▸ **To do**
(A) Answer these questions about the forum thread:
(i) Which component did the original poster use as the middle component?
(ii) Which component does the reply suggest using to do the conversion in Java?
(iii) According to the reply, why won't the byte[].class conversion work?
(B) Repeat the rows word for word, from the line with "Target: red roof" up to and including the last line of the rows.

One Star

Change encoding in ESB route (UTF-8 to Windows-1252)

Hello everybody,
This is my first message on the forum Smiley Happy.
I want to convert a file from the "UTF-8" format to the "windows-1252"/"Cp1252" format in Talend route.
I tested the best solution for me.
- Start component: cFtp
I indicate the "utf-8" charset in the advanced options, the charset of my file.
- Middle component: cConvertBody
I indicate the class: "byte[].class, "Cp1252""
- End component: CFtp
I indicate the "Cp1252" charset, the encoding in which I want my file.
This method doesn't work and i'm little desperate. Do you have an idea to help me ?
Thank you in advance.
PS: I included in the attach documents, the options of my components.
   
4 REPLIES
Fifteen Stars

Re: Change encoding in ESB route (UTF-8 to Windows-1252)

I have not done this before, but was interested in your problem. I don't believe you will be able to do this in the way you are trying (however, I may be wrong). What I would attempt is making use of a cProcessor component and trying to do the conversion in Java.
Take a look at this site (http://java67.blogspot.co.uk/2015/05/how-to-convert-byte-array-to-string-in-java-example.html) for an example of how to convert a byte[] to a String of a particular encoding.
However, before you do that, you need to get the data as a byte[]. 
A byte is a primitive type in Java. It is not a class. Therefore your byte[].class conversion won't work. You need to convert the type to a String.class. Then the next component should be the cProcessor. Once in the cProcessor you can get hold of your data using code similar to below....
String myString = exchange.getIn().getBody(String.class);

You can then refer to the post below, to convert the String to a byte[] in the cProcessor.
http://stackoverflow.com/questions/18571223/how-to-convert-java-string-into-byte
Then use the post I gave in the first paragraph (http://java67.blogspot.co.uk/2015/05/how-to-convert-byte-array-to-string-in-java-example.html) to convert the encoding.

▸ **Data to process**
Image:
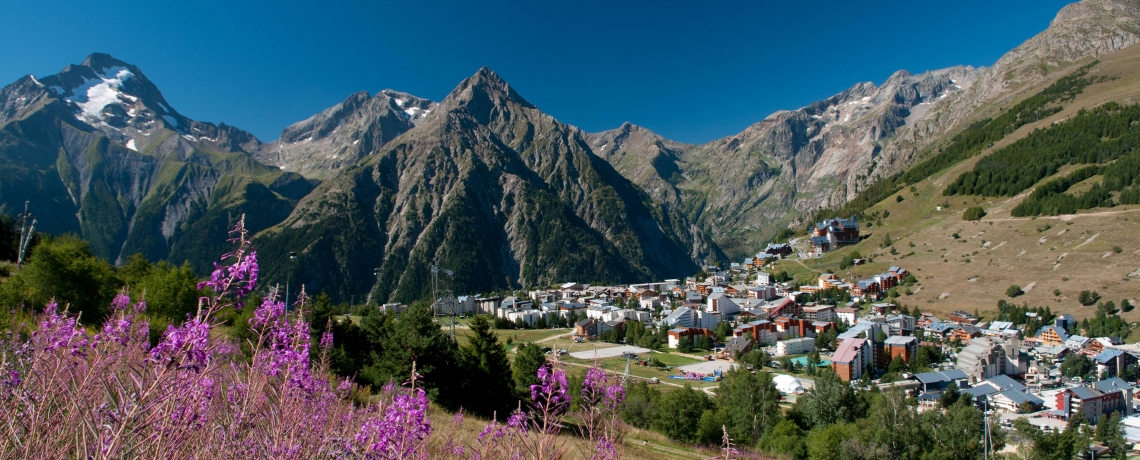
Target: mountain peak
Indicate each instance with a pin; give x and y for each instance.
(98, 62)
(486, 89)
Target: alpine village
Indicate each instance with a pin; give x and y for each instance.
(944, 265)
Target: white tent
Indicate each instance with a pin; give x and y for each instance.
(788, 384)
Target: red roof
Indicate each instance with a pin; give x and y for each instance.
(848, 351)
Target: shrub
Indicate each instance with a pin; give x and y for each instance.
(1014, 290)
(974, 213)
(73, 393)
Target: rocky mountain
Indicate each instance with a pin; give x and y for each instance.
(342, 134)
(490, 187)
(746, 188)
(98, 152)
(1081, 31)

▸ **Outputs in order**
(A)
(i) cConvertBody
(ii) cProcessor
(iii) A byte is a primitive type in Java, not a class.

(B)
Target: red roof
Indicate each instance with a pin; give x and y for each instance.
(848, 351)
Target: shrub
Indicate each instance with a pin; give x and y for each instance.
(1014, 290)
(974, 213)
(73, 393)
Target: rocky mountain
Indicate each instance with a pin; give x and y for each instance.
(342, 134)
(490, 187)
(746, 188)
(98, 152)
(1081, 31)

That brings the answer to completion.